» 任务要求:
• a. 请列出这篇谈白酒业历史的文字中提到的、在1950年到1952年间合并为川南行署的全部专区和市。
• b. 请改写这篇谈白酒业历史的文字中从含有“在各种名酒追溯的历史中,荣誉”的词句开始、到“糟坊的温筱泉,但他没有确认。”结束的部分,并把其中的“陶罐”更新为“酒坛”。
═══ 原文来源
在各种名酒追溯的历史中,荣誉的起点总在1915年的巴拿马博览会。甚至故事也如出一辙:质朴的陶罐,偏僻的展位,冷冷清清。不小心打碎了一坛酒,不意引来观众,“酒香不怕巷子深”,一举荣获金奖。

赖高淮对此不以为然。他后来查阅那届博览会的资料,得到确证的只是山东的兰陵美酒。他记得上世纪70年代在厂里曾就此事问过故事的主人公——泸州老窖前身“温永盛”糟坊的温筱泉,但他没有确认。

赖高淮说,白酒行业荣耀和竞争的真正起点始于全国评酒会。对于宜宾五粮液和泸州老窖两个地域相邻、环境相似的两大酿酒企业来说,互相间的竞争体会得更为深刻。宋代泸州的酿酒作坊更为普及,据马端临《文献通考》载,北宋熙宁十年(1077),全国每年征收商税10万贯以上的城市有26个,泸州就是其中之一。同年,泸州缴纳酒税占当年商税的三分之二。到了清代,泸州已被公认为四川“成、渝、泸、万”四大商业口岸之一,进一步加速了酿酒的发展。1950年到1952年,泸县、宜宾、内江、乐山4个专区和自贡市合并为川南行署,行署设在泸州。1952年的第一届全国评酒大会泸州载誉而归,名列四大名酒之中。解放初期的泸州老窖已有100吨的年产量,算是大企业了。而当时的五粮液还在恢复生产的准备中,并未参加评选。1955年退伍进泸州老窖酒厂的赖高淮记得,1963年第二届评酒会,第一次参加的五粮液一举获得全国状元,茅台只列第五,前四名都是浓香型,也由此引出了第三届的按香型评定。五粮液从那时真正起家了。

赖高淮认为,之后的五粮液盖过泸州老窖有一定政治原因。1960年“整风”过后,宜宾兼并了泸州,泸州由省辖市变为地辖市,这一变就是20年。媒体宣传也以五粮液为主。其实到了1986年,五粮液年利润只有4000万元,泸州老窖则已经超过了1亿元,工人每月1000多块钱,打出“300年老窖飘香,70年金牌不倒”,震动了白酒业。

上世纪80年代末白酒界盛行“追产量”,比如当年泸州老窖特区出酒率约20%,年产量只有5000吨,为了多上产量,甚至买酒,还打出“变名酒为民酒”的口号,反而自己把价格做下去了。而五粮液走了相反的道路,上世纪90年代走得比较平稳,价格不断上涨,45块,50块,60块……“1985年第四届评酒会之后,允许上榜名酒在计划价格双轨制的计划外价格做一定幅度的提价,最具代表性的是五粮液的集资酒。当时,经销商要5000吨,五粮液只供给4000吨,始终保持市场的饥渴状态。剩下1000吨是计划外的,要提价。”赖高淮说。
══════
═══ 数据
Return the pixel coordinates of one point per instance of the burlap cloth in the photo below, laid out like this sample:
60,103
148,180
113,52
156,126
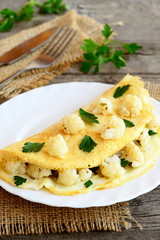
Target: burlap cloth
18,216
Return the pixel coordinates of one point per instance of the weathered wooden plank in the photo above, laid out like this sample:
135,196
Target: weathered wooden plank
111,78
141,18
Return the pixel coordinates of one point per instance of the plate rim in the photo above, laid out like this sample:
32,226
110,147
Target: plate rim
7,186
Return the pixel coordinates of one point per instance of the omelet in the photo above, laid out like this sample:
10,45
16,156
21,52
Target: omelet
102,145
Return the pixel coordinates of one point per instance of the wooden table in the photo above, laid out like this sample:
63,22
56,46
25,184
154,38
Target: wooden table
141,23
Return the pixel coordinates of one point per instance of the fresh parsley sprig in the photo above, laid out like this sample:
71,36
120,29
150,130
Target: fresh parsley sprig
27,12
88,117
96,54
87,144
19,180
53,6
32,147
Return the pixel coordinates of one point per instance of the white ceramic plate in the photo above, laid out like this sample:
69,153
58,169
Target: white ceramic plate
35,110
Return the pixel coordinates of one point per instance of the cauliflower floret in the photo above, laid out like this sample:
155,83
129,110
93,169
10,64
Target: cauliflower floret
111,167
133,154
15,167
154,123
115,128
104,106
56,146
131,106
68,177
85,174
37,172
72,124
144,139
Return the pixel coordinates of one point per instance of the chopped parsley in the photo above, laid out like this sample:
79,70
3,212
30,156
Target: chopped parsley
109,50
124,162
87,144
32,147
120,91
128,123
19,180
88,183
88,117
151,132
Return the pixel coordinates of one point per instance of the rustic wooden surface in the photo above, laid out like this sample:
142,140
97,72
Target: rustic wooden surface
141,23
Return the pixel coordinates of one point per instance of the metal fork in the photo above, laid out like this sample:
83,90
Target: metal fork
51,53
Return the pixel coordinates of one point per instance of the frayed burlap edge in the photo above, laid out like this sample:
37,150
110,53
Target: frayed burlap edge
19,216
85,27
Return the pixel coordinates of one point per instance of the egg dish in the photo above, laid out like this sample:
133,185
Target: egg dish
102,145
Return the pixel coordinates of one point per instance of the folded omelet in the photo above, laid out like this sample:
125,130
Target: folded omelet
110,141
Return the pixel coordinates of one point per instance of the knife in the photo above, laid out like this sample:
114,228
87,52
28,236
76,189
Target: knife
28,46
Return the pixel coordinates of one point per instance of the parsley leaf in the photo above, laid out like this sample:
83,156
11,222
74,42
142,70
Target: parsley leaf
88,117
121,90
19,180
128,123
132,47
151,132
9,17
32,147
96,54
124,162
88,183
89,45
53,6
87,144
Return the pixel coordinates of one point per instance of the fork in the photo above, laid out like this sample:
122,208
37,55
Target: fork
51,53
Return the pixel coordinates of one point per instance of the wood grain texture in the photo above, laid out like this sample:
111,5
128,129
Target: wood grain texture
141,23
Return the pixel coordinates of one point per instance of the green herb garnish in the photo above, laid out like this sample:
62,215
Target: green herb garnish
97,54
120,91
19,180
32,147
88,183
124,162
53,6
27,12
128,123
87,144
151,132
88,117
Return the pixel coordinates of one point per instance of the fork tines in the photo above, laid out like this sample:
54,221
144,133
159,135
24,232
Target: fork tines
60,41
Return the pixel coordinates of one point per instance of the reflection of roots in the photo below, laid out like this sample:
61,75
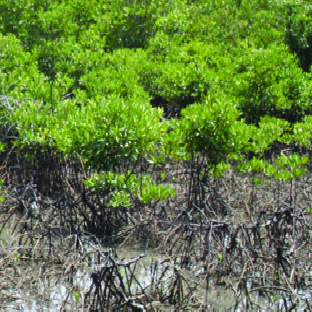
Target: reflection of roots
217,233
══════
═══ 数据
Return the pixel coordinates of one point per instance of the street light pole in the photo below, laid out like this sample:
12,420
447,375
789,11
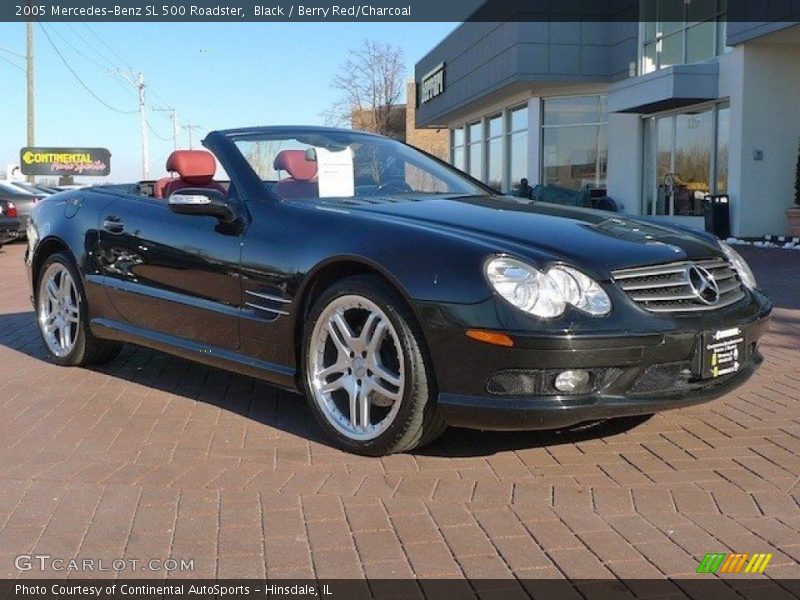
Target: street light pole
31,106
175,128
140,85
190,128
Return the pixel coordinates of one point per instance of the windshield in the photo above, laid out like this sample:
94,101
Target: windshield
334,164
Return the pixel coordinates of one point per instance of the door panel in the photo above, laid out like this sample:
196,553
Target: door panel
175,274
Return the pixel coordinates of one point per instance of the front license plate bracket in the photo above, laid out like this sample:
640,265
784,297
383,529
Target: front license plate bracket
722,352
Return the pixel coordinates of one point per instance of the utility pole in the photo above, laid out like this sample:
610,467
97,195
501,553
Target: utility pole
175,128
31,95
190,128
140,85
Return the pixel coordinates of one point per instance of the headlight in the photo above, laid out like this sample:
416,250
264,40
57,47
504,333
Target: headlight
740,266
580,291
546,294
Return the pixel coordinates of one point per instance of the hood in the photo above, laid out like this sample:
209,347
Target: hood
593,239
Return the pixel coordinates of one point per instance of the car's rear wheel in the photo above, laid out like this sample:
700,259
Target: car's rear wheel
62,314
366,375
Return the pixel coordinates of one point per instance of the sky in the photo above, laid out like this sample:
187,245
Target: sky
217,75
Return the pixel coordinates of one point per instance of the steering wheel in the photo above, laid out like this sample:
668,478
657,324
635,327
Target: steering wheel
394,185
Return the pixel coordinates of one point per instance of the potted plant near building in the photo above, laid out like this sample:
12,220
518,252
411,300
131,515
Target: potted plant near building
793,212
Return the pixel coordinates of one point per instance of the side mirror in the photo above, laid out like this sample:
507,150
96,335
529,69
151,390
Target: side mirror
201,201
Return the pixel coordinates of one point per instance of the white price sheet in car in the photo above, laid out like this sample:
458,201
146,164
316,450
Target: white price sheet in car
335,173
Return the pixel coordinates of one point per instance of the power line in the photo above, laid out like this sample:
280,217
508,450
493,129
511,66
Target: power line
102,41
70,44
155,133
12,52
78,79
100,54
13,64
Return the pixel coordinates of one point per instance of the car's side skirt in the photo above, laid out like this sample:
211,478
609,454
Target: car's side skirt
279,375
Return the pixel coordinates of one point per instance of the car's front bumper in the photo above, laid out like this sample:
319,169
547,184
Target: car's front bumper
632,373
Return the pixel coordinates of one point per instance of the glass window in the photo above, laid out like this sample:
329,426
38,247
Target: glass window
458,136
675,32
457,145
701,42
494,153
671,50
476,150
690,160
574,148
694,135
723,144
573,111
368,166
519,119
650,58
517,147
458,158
══════
» 逐项答案:
• a. 泸县、宜宾、内江、乐山、自贡市

• b.
在各种名酒追溯的历史中,荣誉的起点总在1915年的巴拿马博览会。甚至故事也如出一辙:质朴的酒坛,偏僻的展位,冷冷清清。不小心打碎了一坛酒,不意引来观众,“酒香不怕巷子深”,一举荣获金奖。

赖高淮对此不以为然。他后来查阅那届博览会的资料,得到确证的只是山东的兰陵美酒。他记得上世纪70年代在厂里曾就此事问过故事的主人公——泸州老窖前身“温永盛”糟坊的温筱泉,但他没有确认。